EXTRACTED MATERIAL
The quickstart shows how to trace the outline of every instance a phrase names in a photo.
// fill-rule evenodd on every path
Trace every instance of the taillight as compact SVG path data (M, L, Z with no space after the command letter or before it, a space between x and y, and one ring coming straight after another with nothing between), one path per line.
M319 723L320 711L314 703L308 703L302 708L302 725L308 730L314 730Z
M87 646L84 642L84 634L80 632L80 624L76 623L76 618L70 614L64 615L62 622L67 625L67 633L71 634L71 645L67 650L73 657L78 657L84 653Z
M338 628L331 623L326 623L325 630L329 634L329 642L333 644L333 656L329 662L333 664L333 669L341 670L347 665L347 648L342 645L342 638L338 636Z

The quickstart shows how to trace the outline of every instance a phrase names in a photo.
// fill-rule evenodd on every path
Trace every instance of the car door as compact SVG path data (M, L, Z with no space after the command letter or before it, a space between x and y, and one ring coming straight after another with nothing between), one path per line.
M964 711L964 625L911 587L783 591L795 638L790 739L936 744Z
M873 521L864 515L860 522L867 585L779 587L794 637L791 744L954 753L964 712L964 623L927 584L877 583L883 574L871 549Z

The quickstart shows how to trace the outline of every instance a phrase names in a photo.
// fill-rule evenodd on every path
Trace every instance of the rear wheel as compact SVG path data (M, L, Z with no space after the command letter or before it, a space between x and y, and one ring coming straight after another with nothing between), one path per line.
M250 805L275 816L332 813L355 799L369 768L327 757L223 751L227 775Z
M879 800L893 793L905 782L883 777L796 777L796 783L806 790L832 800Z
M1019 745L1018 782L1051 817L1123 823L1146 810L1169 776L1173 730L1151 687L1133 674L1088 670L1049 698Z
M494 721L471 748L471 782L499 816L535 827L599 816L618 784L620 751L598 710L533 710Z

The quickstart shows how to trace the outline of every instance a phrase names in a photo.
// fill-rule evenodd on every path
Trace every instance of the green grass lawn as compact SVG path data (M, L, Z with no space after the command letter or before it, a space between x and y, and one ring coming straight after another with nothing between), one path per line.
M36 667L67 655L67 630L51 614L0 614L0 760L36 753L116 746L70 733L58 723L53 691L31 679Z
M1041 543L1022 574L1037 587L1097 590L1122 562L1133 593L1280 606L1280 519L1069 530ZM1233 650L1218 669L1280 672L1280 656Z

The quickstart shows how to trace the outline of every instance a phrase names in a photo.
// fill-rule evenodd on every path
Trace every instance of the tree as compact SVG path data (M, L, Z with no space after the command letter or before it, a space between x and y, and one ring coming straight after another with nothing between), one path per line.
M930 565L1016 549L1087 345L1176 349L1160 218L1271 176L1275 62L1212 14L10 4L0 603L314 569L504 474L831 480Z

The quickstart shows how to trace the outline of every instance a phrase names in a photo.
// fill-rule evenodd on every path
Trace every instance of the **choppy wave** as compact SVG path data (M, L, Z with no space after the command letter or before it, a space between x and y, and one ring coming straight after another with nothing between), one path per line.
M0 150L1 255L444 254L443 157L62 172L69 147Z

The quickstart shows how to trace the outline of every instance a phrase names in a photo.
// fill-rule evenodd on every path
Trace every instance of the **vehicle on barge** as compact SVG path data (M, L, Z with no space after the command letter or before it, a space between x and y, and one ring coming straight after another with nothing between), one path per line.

WORK TO BE COMPLETED
Recopy all of the records verbatim.

COMPLETED EXERCISE
The quickstart shows how to trace the outline of every instance a phrase names in a photo.
// fill-rule evenodd on every path
Trace every instance of the taillight as compact SVG path data (M, L, Z with no space after the command letter or before it, a space between x and y, and one ring coming straight after another with nothing between), one path per line.
M319 723L320 711L314 703L308 703L302 708L302 725L308 730L314 730Z
M87 646L84 642L84 634L80 632L80 624L76 623L76 618L70 614L64 615L62 622L67 625L67 633L71 634L71 645L67 650L73 657L78 657L84 653Z
M338 628L331 623L326 623L325 630L329 634L329 642L333 644L333 656L329 662L333 664L333 669L341 670L347 665L347 648L342 645L342 638L338 636Z

The quickstart shows how to trace the outline of every instance a phrase names in a photo.
// fill-rule evenodd on every path
Trace every instance of the car door as compact SVG path data (M, L, Z with no space after the command letter or before it, a space between x and y, and one ring coming straight after another with nothing between), one path per line.
M964 711L964 625L911 587L783 591L795 638L790 739L936 744Z
M873 521L864 515L860 522L867 585L779 587L794 637L791 744L954 753L964 712L964 623L927 584L877 583L883 574L871 549Z

The quickstart shows how to trace the outline of every instance a phrase names in a photo.
// fill-rule evenodd on every path
Trace every instance of the rear wheel as compact SVG path data (M, L, Z with no space after the command letter or before it, a space between x and y, and one ring coming straight after another with nothing between), one path per line.
M250 805L275 816L332 813L355 799L369 768L327 757L223 751L227 775Z
M879 800L893 793L905 782L883 777L796 777L796 783L806 790L832 800Z
M1019 745L1018 782L1051 817L1123 823L1146 810L1169 776L1173 730L1151 687L1133 674L1088 670L1049 698Z
M494 721L471 748L471 782L499 816L535 827L599 816L618 784L620 751L598 710L533 710Z

The quickstart shows how to trace the outline of every instance a phrase names in a photo.
// fill-rule evenodd on every path
Trace every instance of the green grass lawn as compact SVG path data (M, L, Z with no space after the command letter or before it, a space between x and y, and one ring coming straight after another with nothing between), one path per line.
M36 667L67 655L67 630L51 614L0 614L0 760L36 753L116 746L70 733L58 723L53 691L31 679Z
M1041 543L1022 574L1037 587L1097 590L1122 562L1133 593L1280 606L1280 519L1069 530ZM1233 650L1218 669L1280 672L1280 656Z

The quickstart shows how to trace the outline of every instance a phrase names in a photo.
// fill-rule evenodd on every path
Trace every instance of the tree as compact SVG path data (M, L, Z with no space after the command letter or before it, a space between x and y, and one ring coming straight after another with nothing between), one path per line.
M930 565L1016 549L1087 345L1176 349L1160 218L1271 176L1275 62L1212 14L10 4L0 603L314 569L504 474L831 480Z

The quickstart shows how to trace the outline of every instance a phrase names in a photo.
// fill-rule evenodd on every path
Trace every instance of the **choppy wave** as compact SVG path data (M, L, Z with no space after the command letter or before it, a space between x and y, and one ring coming straight after another with nothing between), one path per line.
M0 150L1 255L444 254L443 157L62 172L69 147Z

The quickstart shows how to trace the outline of every instance a phrase names in a photo.
// fill-rule evenodd on every path
Trace every instance of the **vehicle on barge** as compact SVG path data (M, L, Z with no space after the command letter or before it, a space between x and y, and one ring coming straight after another with nothing between), one path per line.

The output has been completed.